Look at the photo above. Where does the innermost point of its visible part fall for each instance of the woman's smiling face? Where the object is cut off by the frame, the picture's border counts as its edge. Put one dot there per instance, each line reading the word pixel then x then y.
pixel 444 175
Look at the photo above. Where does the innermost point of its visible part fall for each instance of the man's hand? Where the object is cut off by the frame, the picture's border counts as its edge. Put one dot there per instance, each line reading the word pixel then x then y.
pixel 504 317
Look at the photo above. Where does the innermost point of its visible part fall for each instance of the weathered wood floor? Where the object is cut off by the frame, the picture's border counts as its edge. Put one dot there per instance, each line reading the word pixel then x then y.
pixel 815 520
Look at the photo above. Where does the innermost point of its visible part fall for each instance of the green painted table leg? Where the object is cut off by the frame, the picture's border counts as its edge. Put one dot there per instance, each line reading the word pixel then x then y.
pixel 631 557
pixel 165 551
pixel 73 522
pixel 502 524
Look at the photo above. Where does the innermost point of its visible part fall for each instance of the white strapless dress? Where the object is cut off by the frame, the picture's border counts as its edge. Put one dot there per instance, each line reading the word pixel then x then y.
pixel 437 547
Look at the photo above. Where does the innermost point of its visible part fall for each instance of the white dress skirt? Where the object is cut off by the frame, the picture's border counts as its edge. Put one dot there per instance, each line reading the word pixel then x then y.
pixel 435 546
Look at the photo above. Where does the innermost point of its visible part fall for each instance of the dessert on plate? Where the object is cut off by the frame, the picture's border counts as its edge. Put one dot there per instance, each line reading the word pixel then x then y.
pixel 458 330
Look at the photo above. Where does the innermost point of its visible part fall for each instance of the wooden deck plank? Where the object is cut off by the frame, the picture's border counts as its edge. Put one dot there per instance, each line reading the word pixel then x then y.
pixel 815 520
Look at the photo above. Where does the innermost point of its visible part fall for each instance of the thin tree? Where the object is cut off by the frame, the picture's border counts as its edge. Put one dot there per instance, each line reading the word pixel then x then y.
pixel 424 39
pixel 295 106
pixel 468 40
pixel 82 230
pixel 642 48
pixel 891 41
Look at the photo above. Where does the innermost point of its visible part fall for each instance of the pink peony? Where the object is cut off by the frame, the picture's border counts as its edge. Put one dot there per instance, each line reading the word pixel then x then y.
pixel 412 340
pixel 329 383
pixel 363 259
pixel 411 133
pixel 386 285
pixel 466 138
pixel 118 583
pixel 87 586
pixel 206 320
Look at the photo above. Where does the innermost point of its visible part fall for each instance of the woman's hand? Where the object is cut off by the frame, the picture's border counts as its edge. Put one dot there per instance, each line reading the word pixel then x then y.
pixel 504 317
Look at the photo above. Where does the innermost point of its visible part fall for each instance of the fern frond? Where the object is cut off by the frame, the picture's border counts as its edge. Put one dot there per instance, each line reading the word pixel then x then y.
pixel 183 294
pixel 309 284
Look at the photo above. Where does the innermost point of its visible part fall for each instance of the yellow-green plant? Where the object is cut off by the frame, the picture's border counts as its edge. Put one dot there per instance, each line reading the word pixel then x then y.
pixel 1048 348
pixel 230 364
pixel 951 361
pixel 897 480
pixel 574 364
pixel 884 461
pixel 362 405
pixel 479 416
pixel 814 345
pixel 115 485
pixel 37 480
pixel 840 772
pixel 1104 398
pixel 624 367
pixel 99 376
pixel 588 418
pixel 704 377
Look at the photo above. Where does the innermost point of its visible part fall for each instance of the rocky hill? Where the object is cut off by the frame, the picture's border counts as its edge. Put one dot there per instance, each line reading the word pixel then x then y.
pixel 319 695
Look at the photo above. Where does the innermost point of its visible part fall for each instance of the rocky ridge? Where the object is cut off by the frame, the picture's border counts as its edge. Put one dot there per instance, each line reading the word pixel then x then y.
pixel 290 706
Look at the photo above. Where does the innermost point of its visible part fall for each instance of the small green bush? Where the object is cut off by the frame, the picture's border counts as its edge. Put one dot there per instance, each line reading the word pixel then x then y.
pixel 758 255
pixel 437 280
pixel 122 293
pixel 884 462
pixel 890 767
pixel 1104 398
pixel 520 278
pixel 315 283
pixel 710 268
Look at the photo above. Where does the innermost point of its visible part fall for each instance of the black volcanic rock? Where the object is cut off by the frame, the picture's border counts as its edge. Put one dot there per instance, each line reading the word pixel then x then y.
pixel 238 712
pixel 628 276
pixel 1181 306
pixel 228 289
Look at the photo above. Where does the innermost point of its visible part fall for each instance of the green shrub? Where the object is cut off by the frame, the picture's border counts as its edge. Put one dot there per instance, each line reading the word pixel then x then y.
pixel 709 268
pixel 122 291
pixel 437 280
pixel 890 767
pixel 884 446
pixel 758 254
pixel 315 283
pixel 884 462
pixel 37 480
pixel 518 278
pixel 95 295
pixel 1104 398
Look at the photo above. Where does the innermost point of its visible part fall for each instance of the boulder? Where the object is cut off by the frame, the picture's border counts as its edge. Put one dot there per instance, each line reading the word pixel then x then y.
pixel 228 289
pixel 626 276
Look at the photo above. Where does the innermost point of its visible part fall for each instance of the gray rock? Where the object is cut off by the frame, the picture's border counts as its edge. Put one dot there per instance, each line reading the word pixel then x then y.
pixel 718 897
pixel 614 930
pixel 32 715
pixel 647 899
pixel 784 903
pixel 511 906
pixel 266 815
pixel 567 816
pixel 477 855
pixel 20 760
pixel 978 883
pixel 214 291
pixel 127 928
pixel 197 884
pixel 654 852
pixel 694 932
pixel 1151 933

* **PROBLEM DESCRIPTION**
Please set out every entry above as a Markdown table with two columns, Row and Line, giving each non-blank line its own numbered row.

* **EXPECTED OUTPUT**
| Row | Line |
|---|---|
| 1 | Look at the photo above. Where does the innermost point of its visible part fall for each instance of the woman's smiling face? Where the object is cut off by the frame, the picture's border counts as its edge. Put one dot there per instance, each line reading the word pixel then x then y. |
| 2 | pixel 444 175 |
| 3 | Look at the photo above. Where does the innermost point of its visible part fall for each instance of the man's hand? Where the object is cut off by the frame, the picture's border counts as its edge. Put one dot there per instance, each line reading the word pixel then x then y. |
| 4 | pixel 504 317 |
| 5 | Look at the photo above. Where does the innermost point of its visible part fall for each instance of the weathered wood floor? Where the object is cut off by the frame, the picture's border counts as its edge. Put one dot there per instance, each line reading the word pixel then x then y. |
| 6 | pixel 815 520 |
| 7 | Look at the photo above. Where does the innermost point of its visible part fall for each instance of the green painted table leg? Where the object is cut off by the frame, the picture's border counts as its edge. Put one dot there per instance, each line reading the word pixel then x then y. |
| 8 | pixel 631 557 |
| 9 | pixel 165 551 |
| 10 | pixel 73 522 |
| 11 | pixel 502 524 |
| 12 | Look at the photo above. Where does the innermost point of its visible part fall for each instance of the white strapless dress? Where the object is cut off by the frame, the picture's border counts as its edge. Put one dot there per instance, each line reading the word pixel then x then y. |
| 13 | pixel 437 547 |
| 14 | Look at the photo above. Where does the innermost point of its visible part fall for each instance of the white dress skirt? Where the object is cut off by the frame, the picture's border counts as its edge. Put one dot there per instance, each line reading the word pixel then x then y. |
| 15 | pixel 435 546 |
| 16 | Look at the photo above. Where does the innermost point of its visible part fall for each instance of the dessert on plate? Where the object is cut off by the frame, the picture's border counts as its edge. Put one dot there per instance, each line reading the word pixel then x then y. |
| 17 | pixel 458 330 |
| 18 | Look at the photo above. Where does the innermost point of its visible part fall for each instance of the wooden deck plank? Where the object is cut off by the frame, the picture's border counts as its edge. Put one dot there per instance, each line reading the word pixel then x then y. |
| 19 | pixel 815 520 |
| 20 | Look at the photo above. Where does the innermost point of its visible part fall for each instance of the thin tree? Where the object is cut off by the frame, the picture's border counts as its edge. Put one dot there per instance, each line reading the word pixel then x then y. |
| 21 | pixel 424 39 |
| 22 | pixel 295 106 |
| 23 | pixel 468 40 |
| 24 | pixel 82 230 |
| 25 | pixel 642 48 |
| 26 | pixel 891 41 |
| 27 | Look at the photo above. Where does the innermost point of its visible part fall for each instance of the pink peony? Where the object is cut off by the frame, the picture's border counts as its edge. Put one dot there per instance, each line reading the word pixel then x then y. |
| 28 | pixel 412 340 |
| 29 | pixel 329 383 |
| 30 | pixel 363 259 |
| 31 | pixel 411 133 |
| 32 | pixel 386 285 |
| 33 | pixel 466 138 |
| 34 | pixel 118 583 |
| 35 | pixel 87 586 |
| 36 | pixel 206 320 |
| 37 | Look at the photo above. Where does the innermost point of its visible part fall for each instance of the woman's hand? Where the object is cut off by the frame, the picture's border counts as its edge. Put one dot there per instance, each line reading the word pixel then x then y. |
| 38 | pixel 504 317 |
| 39 | Look at the photo above. Where does the innermost point of its visible part fall for each instance of the fern frond? Where the object is cut off by the frame, the picture's border counts as its edge. Put one dot there per instance, each line reading the word pixel then x then y. |
| 40 | pixel 183 294 |
| 41 | pixel 309 284 |
| 42 | Look at the photo above. Where does the innermost point of its visible part fall for each instance of the yellow-green plant? Where the object is cut off by the frame, the picture's border counts as its edge. Put one dot there per instance, each line reading the word pixel then x then y. |
| 43 | pixel 1048 348 |
| 44 | pixel 230 364 |
| 45 | pixel 951 361 |
| 46 | pixel 897 480 |
| 47 | pixel 574 364 |
| 48 | pixel 884 461 |
| 49 | pixel 362 405 |
| 50 | pixel 479 416 |
| 51 | pixel 814 345 |
| 52 | pixel 115 485 |
| 53 | pixel 37 480 |
| 54 | pixel 840 772 |
| 55 | pixel 1104 398 |
| 56 | pixel 624 367 |
| 57 | pixel 99 376 |
| 58 | pixel 588 418 |
| 59 | pixel 704 377 |
| 60 | Look at the photo above. Where does the innermost point of its visible part fall for each instance of the rocky hill? Where the object is cut off by the frame, the picture's border counts as its edge. Put one dot there per instance, each line reading the word pixel then x then y. |
| 61 | pixel 319 695 |
| 62 | Look at the photo above. Where does the innermost point of its visible part fall for each instance of the rocky ridge? Where the object is cut off by the frame, the picture's border counts as its edge. Put one dot there per instance, each line reading the word pixel then x then y. |
| 63 | pixel 290 706 |
| 64 | Look at the photo above. Where does the innermost point of its visible part fall for each instance of the small green bush? Where the object is cut off by the frame, the picture's border counts as its edge. Put one dot there per instance, each line reading the word pixel then x then y. |
| 65 | pixel 758 255 |
| 66 | pixel 437 280 |
| 67 | pixel 122 293 |
| 68 | pixel 884 462 |
| 69 | pixel 890 767 |
| 70 | pixel 1104 398 |
| 71 | pixel 520 278 |
| 72 | pixel 315 283 |
| 73 | pixel 710 268 |
| 74 | Look at the photo above. Where does the innermost point of its visible part fall for each instance of the black volcanic rock? Where the object is cut off by the frame, the picture's border counts as its edge. Put one dot there per instance, each line reading the word pixel then x then y. |
| 75 | pixel 238 712 |
| 76 | pixel 628 276 |
| 77 | pixel 1181 306 |
| 78 | pixel 228 289 |
| 79 | Look at the photo above. Where does the innermost point of its visible part fall for each instance of the green shrub? Where the object is cut off by the frame, the picture's border counts as its edge. Put one dot there per instance, each line reading the word pixel then x then y. |
| 80 | pixel 709 268 |
| 81 | pixel 122 291 |
| 82 | pixel 437 280 |
| 83 | pixel 890 767 |
| 84 | pixel 884 446 |
| 85 | pixel 758 254 |
| 86 | pixel 315 283 |
| 87 | pixel 884 462 |
| 88 | pixel 37 480 |
| 89 | pixel 518 278 |
| 90 | pixel 95 295 |
| 91 | pixel 1104 398 |
| 92 | Look at the photo above. Where does the innermost point of its visible part fall for each instance of the boulder? Where the object is cut off by the frame, the picture's border counts as its edge. Put one dot there per instance, each line reading the word pixel then x then y. |
| 93 | pixel 228 289 |
| 94 | pixel 626 276 |
| 95 | Look at the photo above. Where does the innermost point of its visible part fall for each instance of the gray rock? Where the object is cut off by the frame, the picture's border counts as its edge. Put one dot there per instance, each line reading the word pixel then x then y. |
| 96 | pixel 718 897 |
| 97 | pixel 614 930 |
| 98 | pixel 32 715 |
| 99 | pixel 647 899 |
| 100 | pixel 784 903 |
| 101 | pixel 511 906 |
| 102 | pixel 266 815 |
| 103 | pixel 567 816 |
| 104 | pixel 477 855 |
| 105 | pixel 20 760 |
| 106 | pixel 978 883 |
| 107 | pixel 214 291 |
| 108 | pixel 127 928 |
| 109 | pixel 197 884 |
| 110 | pixel 654 852 |
| 111 | pixel 694 932 |
| 112 | pixel 1151 933 |